### DOCUMENT EXTRACT
# No-Boil Mac and Cheese



## forty_caliber (Feb 16, 2013)

Made a batch of this up for DS tonight.  Mac and cheese is his FAVORITE and he really liked this version. 

INGREDIENTS
1/2	cup (1 stick) unsalted butter, divided
1/4	cup all-purpose flour
3	cups whole milk
3      cups water
1	teaspoon kosher salt plus more
1/2	teaspoon freshly ground black pepper plus more
1	pound elbow macaroni
2	cups shredded cheddar, divided
2	garlic cloves, chopped
1	cup panko (Japanese breadcrumbs)

INSTRUCTIONS
Preheat oven to 400°F. Melt 1/4 cup butter in a large saucepan over medium-high heat. Add flour; cook, whisking constantly, for 1 minute. Whisk in milk and 3 cups water. Bring to a boil, reduce heat to a simmer, and cook, whisking often, until a very thin, glossy sauce forms, about 10 minutes. Stir in 1 teaspoon salt and 1/2 teaspoon pepper. Remove sauce from heat.

Toss pasta and 1 1/2 cups cheese in a 13x9x2" or other shallow 3-quart baking dish. Pour sauce over (pasta should be submerged; do not stir) and cover with foil. Bake until pasta is almost tender, about 20 minutes.

Meanwhile, melt remaining 1/4 cup butter in a large skillet over medium heat. Add garlic, panko, and toss to combine. Season with salt and pepper.

Remove foil from dish. Sprinkle with remaining 1/2 cup cheese, then panko mixture. Bake until pasta is tender, edges are bubbling, and top is golden brown, about 10 minutes longer. Let sit 10 minutes before serving.

.40


----------



## PrincessFiona60 (Feb 16, 2013)

Thanks, this sounds great!


----------



## Snip 13 (Feb 17, 2013)

Copied thanks  I don't make mac 'n cheese often because of all the dishes lol! This is much easier and less messy!


----------



## Kylie1969 (Feb 17, 2013)

This is a keeper, thank you


----------



## GotGarlic (Feb 17, 2013)

Just to verify, three cups of milk and three cups of water? Sounds like a great technique. DH loves mac 'n cheese, too.


----------



## forty_caliber (Feb 17, 2013)
######
### DIRECTION 1
Could you print the lines of the listing word for word, starting at the line that contains "target | car hood" and ending at the listing's final line, both included?
The listing that comes next is unrelated to the no-boil mac and cheese thread.
### DATASET RECORDS
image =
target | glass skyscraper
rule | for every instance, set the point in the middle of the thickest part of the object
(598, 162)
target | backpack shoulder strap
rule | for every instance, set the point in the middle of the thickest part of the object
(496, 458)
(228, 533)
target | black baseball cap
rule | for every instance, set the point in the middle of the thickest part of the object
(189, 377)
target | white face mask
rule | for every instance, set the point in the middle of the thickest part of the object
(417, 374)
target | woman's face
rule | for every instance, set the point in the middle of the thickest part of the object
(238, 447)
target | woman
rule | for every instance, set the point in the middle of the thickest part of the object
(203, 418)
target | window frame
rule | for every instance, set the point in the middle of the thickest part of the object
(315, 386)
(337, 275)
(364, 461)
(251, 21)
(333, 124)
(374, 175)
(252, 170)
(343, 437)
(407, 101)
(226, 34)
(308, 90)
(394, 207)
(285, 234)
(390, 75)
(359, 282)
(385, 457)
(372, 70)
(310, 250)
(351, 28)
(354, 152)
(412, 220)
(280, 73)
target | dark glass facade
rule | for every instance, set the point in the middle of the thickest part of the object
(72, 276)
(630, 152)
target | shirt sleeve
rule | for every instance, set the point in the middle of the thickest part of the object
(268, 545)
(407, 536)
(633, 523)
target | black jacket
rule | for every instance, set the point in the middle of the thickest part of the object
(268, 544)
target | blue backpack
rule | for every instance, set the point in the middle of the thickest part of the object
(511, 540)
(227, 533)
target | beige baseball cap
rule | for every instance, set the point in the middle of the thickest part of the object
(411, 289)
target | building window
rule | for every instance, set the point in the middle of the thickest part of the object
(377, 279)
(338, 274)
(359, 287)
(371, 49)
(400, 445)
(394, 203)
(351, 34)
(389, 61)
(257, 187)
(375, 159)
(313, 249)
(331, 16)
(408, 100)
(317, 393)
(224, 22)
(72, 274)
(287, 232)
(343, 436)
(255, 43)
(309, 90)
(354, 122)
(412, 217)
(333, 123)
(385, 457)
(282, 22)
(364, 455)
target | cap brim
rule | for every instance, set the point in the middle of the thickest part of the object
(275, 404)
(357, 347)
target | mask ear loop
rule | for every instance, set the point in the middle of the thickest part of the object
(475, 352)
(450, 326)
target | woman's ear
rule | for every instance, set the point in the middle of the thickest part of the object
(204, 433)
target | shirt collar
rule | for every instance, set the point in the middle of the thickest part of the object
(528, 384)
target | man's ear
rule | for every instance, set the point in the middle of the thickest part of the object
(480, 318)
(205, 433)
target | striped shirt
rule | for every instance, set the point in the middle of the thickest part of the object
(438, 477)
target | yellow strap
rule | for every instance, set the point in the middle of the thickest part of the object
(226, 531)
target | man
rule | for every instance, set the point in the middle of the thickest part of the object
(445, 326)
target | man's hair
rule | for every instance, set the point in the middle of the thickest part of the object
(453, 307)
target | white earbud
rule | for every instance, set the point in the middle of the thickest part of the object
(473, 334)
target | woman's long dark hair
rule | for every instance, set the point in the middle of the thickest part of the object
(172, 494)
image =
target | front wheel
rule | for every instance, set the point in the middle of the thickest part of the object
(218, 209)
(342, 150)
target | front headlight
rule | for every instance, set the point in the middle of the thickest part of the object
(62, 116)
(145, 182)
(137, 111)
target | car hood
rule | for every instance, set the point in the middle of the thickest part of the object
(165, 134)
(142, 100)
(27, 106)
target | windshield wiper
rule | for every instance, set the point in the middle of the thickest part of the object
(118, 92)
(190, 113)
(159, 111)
######
### DIRECTION 2
In the mac and cheese recipe, can you rewrite the paragraph beginning "Preheat oven to 400°F." as a shorter list of steps that keeps its main facts?

### FULL RESPONSE 1
target | car hood
rule | for every instance, set the point in the middle of the thickest part of the object
(165, 134)
(142, 100)
(27, 106)
target | windshield wiper
rule | for every instance, set the point in the middle of the thickest part of the object
(118, 92)
(190, 113)
(159, 111)

### FULL RESPONSE 2
- Preheat the oven to 400°F.
- Melt 1/4 cup butter in a large saucepan over medium-high heat.
- Add flour and whisk constantly for 1 minute.
- Whisk in the milk and 3 cups water.
- Bring to a boil, then simmer, whisking often, for about 10 minutes, until a very thin, glossy sauce forms.
- Stir in 1 teaspoon salt and 1/2 teaspoon pepper, then take the sauce off the heat.